Retype the derivative problem and its worked solution in full, keeping every line, symbol, and formula unchanged.

§ **Source**:
□ □ □

Question

find dy/dx when x=y(1 + log x)​

Answer 1

Given,

$\longrightarrow x=y(1+\log x)$

Differentiating wrt $x,$

$\longrightarrow \dfrac{dx}{dx}=\dfrac{d}{dx}\left[y(1+\log x)\right]$

Applying product rule,

$\longrightarrow 1=\dfrac{dy}{dx}(1+\log x)+\dfrac{y}{x}$

$\longrightarrow 1=\dfrac{dy}{dx}(1+\log x)+\dfrac{y(1+\log x)}{x(1+\log x)}$

$\longrightarrow 1=\dfrac{dy}{dx}(1+\log x)+\dfrac{x}{x(1+\log x)}$

$\longrightarrow 1=\dfrac{dy}{dx}(1+\log x)+\dfrac{1}{1+\log x}$

$\longrightarrow \dfrac{dy}{dx}(1+\log x)=1-\dfrac{1}{1+\log x}$

$\longrightarrow \dfrac{dy}{dx}(1+\log x)=\dfrac{\log x}{1+\log x}$

$\longrightarrow\underline{\underline{\dfrac{dy}{dx}=\dfrac{\log x}{\left(1+\log x\right)^2}}}$

□ □ □

§ **Supplied information**:
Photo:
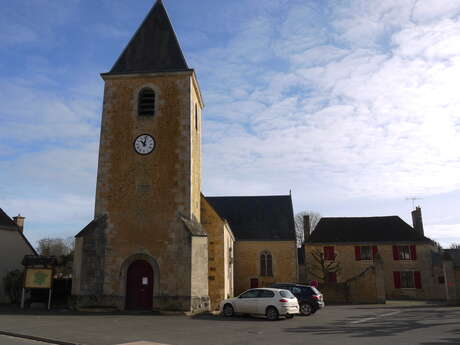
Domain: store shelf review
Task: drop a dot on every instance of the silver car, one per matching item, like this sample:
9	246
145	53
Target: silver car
270	302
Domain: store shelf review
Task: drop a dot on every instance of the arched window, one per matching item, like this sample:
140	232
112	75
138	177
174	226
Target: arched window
146	102
266	264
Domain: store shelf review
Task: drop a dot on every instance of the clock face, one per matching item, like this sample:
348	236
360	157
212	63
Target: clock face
144	144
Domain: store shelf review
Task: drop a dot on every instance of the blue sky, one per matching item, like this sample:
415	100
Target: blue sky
353	105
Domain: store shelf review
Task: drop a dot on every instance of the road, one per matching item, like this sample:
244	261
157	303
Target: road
5	340
394	323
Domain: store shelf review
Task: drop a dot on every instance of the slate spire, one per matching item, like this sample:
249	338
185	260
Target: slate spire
153	48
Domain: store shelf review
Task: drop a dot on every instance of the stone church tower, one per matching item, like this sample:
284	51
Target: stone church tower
146	248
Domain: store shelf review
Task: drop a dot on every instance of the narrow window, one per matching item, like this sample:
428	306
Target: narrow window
407	280
146	102
331	277
329	253
403	253
196	117
266	268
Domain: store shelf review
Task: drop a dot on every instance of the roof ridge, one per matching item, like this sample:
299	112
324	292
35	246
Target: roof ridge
248	196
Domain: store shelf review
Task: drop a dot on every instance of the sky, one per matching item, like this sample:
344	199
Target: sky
352	105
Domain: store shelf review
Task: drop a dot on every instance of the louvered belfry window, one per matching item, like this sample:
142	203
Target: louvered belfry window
146	103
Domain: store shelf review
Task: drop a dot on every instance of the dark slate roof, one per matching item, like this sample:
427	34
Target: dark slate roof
261	218
39	260
195	228
95	223
365	229
6	222
153	48
454	255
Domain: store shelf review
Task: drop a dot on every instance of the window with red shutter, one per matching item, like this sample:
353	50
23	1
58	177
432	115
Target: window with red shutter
358	253
413	252
418	280
397	279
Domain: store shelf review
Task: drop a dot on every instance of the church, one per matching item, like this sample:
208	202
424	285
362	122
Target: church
156	242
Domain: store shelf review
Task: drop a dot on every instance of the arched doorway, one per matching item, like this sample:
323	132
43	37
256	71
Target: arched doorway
139	286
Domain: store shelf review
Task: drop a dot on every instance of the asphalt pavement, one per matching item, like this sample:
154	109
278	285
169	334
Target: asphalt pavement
402	323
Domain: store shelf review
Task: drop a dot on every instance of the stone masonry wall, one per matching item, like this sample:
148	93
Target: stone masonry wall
247	263
144	196
350	267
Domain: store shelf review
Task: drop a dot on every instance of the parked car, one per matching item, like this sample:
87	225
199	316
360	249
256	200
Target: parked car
272	303
310	298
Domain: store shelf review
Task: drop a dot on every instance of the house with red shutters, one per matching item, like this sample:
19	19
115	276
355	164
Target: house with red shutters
411	262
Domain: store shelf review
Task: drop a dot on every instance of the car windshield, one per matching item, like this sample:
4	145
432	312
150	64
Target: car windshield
315	290
286	294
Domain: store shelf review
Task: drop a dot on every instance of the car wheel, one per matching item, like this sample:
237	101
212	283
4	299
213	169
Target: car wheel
272	314
306	309
228	310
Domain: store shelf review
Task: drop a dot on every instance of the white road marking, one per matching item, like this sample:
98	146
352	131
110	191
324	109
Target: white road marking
374	318
364	320
392	313
142	343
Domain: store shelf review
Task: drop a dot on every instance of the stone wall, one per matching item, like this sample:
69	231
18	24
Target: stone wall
221	247
144	197
366	287
13	247
247	263
431	288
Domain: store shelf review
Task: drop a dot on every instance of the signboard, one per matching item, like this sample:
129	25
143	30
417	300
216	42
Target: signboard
38	278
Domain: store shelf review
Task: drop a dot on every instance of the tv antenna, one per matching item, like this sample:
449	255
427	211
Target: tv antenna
413	199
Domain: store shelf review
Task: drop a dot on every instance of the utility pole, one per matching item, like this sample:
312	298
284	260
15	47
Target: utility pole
413	199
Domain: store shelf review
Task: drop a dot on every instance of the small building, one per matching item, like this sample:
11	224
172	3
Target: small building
265	239
221	242
13	247
411	262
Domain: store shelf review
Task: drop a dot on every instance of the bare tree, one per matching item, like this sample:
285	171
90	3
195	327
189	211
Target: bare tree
62	249
321	268
298	221
54	247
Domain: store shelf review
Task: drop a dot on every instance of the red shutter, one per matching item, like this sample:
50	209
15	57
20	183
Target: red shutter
397	279
357	253
374	251
418	280
395	253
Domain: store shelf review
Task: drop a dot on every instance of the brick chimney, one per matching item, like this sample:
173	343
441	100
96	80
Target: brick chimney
306	228
417	220
19	220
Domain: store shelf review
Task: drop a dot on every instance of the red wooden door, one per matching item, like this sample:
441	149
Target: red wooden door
139	286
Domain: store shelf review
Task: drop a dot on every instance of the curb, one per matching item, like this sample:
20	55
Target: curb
31	337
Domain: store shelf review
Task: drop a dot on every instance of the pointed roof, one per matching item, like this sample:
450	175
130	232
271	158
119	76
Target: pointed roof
153	48
365	229
6	222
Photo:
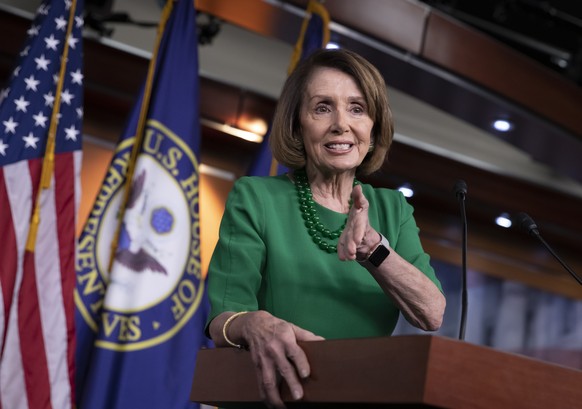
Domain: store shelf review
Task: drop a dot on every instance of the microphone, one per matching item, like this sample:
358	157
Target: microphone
460	190
527	224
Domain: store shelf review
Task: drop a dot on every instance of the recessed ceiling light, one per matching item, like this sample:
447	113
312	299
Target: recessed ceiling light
406	190
502	125
503	220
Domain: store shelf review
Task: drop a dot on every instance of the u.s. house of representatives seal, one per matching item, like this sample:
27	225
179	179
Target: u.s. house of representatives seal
154	286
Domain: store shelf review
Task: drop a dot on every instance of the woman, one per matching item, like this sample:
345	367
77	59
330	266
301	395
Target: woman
315	254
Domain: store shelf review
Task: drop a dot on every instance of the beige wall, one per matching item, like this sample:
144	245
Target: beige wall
213	192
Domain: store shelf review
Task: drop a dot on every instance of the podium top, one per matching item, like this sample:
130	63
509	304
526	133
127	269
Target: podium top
411	371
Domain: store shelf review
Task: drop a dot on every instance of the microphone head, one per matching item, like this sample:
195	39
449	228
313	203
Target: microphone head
460	188
527	224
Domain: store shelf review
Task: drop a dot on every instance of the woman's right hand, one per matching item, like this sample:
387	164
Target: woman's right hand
274	351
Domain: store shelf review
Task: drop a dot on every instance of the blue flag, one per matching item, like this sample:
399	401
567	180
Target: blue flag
142	302
314	35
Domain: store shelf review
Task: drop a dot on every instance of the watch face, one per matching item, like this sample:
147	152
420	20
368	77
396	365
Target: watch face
379	255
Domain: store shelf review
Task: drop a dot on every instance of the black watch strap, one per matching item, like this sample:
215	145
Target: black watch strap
379	254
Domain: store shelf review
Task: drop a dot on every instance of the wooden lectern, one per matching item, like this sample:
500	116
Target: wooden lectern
418	371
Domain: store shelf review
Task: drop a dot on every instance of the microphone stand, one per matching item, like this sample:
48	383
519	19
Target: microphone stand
461	191
527	224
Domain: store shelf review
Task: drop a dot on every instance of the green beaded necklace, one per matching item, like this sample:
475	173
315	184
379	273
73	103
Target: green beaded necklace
318	232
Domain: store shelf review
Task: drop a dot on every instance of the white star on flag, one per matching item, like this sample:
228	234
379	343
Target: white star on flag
77	77
71	133
42	63
51	42
30	140
3	147
61	23
67	97
49	99
40	119
43	9
21	104
10	125
31	83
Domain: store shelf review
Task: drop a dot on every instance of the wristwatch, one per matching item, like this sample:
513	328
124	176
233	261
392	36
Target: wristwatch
378	255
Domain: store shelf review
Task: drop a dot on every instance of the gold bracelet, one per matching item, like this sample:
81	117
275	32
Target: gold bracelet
225	327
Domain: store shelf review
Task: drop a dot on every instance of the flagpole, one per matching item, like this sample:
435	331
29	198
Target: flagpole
48	163
137	143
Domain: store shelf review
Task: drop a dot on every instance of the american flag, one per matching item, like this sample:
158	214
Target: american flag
40	132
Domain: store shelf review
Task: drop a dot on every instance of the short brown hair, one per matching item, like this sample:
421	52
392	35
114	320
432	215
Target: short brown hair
285	138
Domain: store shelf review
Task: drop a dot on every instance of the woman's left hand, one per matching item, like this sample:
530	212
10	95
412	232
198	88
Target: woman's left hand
358	236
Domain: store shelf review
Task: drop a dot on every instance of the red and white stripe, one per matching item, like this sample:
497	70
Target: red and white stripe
37	331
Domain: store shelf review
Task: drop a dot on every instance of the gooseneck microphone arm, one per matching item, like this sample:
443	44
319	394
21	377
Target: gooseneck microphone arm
528	225
460	190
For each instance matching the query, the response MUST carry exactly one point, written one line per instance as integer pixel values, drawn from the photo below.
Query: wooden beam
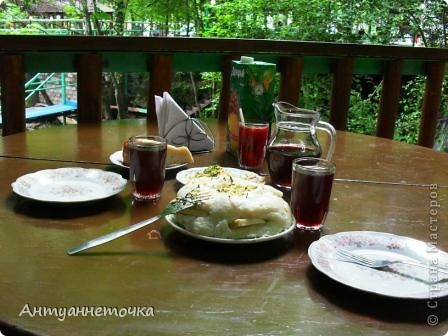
(291, 70)
(160, 78)
(12, 80)
(90, 85)
(390, 99)
(340, 93)
(431, 103)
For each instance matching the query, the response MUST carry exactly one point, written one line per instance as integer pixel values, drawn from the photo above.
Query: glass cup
(252, 140)
(147, 166)
(312, 180)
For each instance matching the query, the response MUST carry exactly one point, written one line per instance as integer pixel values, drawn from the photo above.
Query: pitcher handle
(327, 127)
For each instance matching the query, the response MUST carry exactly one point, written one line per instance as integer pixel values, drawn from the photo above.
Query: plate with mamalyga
(170, 219)
(235, 212)
(217, 172)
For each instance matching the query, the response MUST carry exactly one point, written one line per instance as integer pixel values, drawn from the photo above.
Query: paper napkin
(178, 128)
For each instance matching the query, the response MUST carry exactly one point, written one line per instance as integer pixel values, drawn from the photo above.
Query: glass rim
(254, 124)
(158, 141)
(320, 166)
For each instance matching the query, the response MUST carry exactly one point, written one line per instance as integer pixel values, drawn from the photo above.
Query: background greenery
(419, 22)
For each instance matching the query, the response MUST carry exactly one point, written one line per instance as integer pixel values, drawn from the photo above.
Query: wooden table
(199, 288)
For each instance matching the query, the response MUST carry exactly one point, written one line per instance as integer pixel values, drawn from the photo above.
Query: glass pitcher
(293, 136)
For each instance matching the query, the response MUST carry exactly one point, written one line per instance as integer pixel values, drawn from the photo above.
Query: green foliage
(408, 121)
(361, 21)
(363, 111)
(316, 92)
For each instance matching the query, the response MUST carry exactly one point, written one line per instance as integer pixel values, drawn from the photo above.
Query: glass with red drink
(252, 142)
(280, 157)
(312, 180)
(147, 166)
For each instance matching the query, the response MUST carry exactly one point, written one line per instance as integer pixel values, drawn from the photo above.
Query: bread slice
(174, 155)
(178, 155)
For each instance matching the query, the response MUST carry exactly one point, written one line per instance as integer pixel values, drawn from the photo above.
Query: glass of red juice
(312, 181)
(252, 140)
(147, 166)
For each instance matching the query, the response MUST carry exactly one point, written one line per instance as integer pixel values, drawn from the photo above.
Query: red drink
(147, 166)
(312, 181)
(280, 159)
(252, 145)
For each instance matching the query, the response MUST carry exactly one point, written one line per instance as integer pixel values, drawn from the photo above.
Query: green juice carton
(251, 95)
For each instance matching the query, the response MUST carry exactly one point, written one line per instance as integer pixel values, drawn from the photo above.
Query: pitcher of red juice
(294, 135)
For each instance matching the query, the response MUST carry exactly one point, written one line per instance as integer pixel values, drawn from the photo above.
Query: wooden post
(160, 77)
(340, 93)
(89, 68)
(12, 77)
(291, 70)
(390, 99)
(431, 103)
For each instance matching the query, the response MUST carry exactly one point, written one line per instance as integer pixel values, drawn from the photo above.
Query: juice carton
(251, 94)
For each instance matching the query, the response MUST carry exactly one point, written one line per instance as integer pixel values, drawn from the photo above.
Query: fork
(349, 256)
(181, 203)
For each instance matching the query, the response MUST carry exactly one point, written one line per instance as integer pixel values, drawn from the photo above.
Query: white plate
(170, 220)
(398, 280)
(69, 185)
(187, 175)
(117, 159)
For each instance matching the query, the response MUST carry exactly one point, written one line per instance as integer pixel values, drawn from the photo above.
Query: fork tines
(346, 254)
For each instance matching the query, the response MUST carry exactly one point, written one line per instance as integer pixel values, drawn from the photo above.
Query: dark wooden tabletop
(195, 287)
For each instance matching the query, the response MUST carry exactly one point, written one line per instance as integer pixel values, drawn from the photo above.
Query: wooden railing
(161, 57)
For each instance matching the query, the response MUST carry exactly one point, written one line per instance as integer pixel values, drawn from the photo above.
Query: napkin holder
(179, 129)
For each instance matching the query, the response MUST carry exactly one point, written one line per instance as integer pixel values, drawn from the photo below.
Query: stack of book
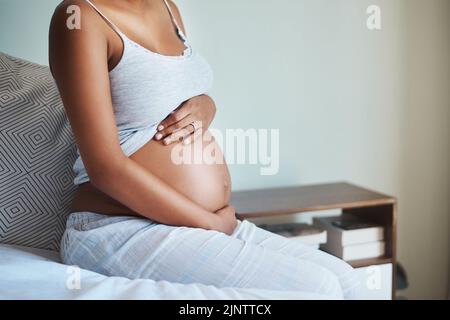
(301, 232)
(350, 238)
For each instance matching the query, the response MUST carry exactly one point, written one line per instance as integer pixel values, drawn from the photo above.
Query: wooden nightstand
(350, 198)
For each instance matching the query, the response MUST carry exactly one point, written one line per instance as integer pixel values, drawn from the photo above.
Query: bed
(35, 274)
(37, 151)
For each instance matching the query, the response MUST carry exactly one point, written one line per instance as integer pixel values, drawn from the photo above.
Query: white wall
(371, 107)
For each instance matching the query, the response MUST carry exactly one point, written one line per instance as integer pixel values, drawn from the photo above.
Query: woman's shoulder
(74, 21)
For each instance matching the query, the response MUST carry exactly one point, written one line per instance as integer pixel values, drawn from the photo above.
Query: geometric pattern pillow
(37, 151)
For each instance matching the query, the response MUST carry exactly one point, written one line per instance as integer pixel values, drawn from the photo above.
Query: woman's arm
(79, 62)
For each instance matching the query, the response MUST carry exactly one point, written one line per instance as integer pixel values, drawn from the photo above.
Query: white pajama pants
(251, 257)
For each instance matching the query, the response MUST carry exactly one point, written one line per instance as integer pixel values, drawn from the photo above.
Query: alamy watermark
(374, 19)
(238, 146)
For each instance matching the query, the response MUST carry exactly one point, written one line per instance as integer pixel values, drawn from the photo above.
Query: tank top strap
(175, 22)
(108, 21)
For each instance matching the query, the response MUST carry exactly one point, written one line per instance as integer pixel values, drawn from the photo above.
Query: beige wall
(371, 107)
(424, 189)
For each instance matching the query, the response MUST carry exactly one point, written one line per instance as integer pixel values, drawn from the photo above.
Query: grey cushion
(37, 151)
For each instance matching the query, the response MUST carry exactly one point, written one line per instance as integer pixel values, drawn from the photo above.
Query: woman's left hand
(194, 115)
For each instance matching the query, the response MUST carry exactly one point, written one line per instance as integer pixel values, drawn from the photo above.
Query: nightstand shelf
(351, 199)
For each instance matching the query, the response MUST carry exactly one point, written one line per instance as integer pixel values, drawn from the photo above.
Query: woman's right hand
(226, 220)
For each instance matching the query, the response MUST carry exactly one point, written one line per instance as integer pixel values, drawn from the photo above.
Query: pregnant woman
(135, 92)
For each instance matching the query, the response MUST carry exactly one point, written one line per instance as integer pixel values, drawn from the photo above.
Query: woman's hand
(226, 220)
(185, 122)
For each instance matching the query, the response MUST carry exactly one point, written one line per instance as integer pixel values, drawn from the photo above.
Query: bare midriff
(198, 171)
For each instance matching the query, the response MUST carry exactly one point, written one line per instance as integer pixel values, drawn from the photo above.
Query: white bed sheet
(37, 274)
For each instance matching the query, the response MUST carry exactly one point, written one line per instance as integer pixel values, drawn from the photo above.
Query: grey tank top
(147, 86)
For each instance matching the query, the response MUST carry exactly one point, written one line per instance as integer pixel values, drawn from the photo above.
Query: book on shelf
(304, 233)
(348, 230)
(367, 250)
(351, 238)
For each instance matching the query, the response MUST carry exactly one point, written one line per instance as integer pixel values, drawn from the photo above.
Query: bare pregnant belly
(198, 171)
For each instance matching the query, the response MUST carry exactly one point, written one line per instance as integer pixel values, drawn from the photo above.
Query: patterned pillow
(37, 151)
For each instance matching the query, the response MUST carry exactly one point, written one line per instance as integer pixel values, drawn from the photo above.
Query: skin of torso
(209, 185)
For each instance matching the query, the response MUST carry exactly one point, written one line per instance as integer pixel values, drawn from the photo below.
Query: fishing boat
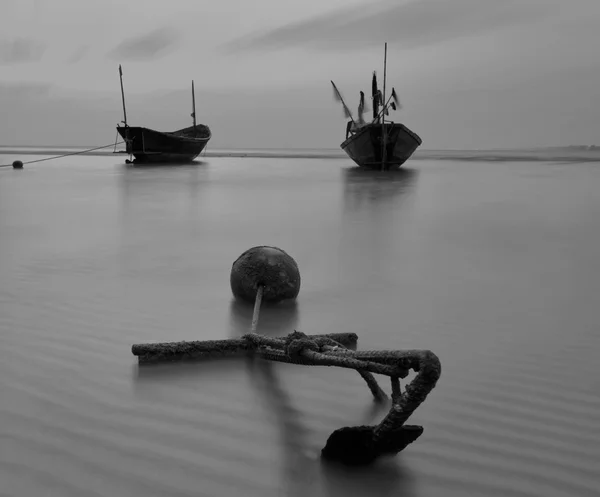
(150, 146)
(380, 144)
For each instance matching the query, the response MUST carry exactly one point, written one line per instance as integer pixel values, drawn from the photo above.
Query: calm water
(492, 265)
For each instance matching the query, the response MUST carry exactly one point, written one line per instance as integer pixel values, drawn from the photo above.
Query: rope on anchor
(66, 155)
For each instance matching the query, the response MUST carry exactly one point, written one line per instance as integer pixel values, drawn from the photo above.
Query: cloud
(149, 46)
(412, 23)
(78, 54)
(20, 50)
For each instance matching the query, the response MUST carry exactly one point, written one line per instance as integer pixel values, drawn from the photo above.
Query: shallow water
(493, 266)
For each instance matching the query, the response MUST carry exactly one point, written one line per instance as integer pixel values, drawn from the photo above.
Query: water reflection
(372, 189)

□ □ □

§ **Result of the exercise**:
Question

find dy/dx when x=y(1 + log x)​

Answer 1

Given,

$\longrightarrow x=y(1+\log x)$

Differentiating wrt $x,$

$\longrightarrow \dfrac{dx}{dx}=\dfrac{d}{dx}\left[y(1+\log x)\right]$

Applying product rule,

$\longrightarrow 1=\dfrac{dy}{dx}(1+\log x)+\dfrac{y}{x}$

$\longrightarrow 1=\dfrac{dy}{dx}(1+\log x)+\dfrac{y(1+\log x)}{x(1+\log x)}$

$\longrightarrow 1=\dfrac{dy}{dx}(1+\log x)+\dfrac{x}{x(1+\log x)}$

$\longrightarrow 1=\dfrac{dy}{dx}(1+\log x)+\dfrac{1}{1+\log x}$

$\longrightarrow \dfrac{dy}{dx}(1+\log x)=1-\dfrac{1}{1+\log x}$

$\longrightarrow \dfrac{dy}{dx}(1+\log x)=\dfrac{\log x}{1+\log x}$

$\longrightarrow\underline{\underline{\dfrac{dy}{dx}=\dfrac{\log x}{\left(1+\log x\right)^2}}}$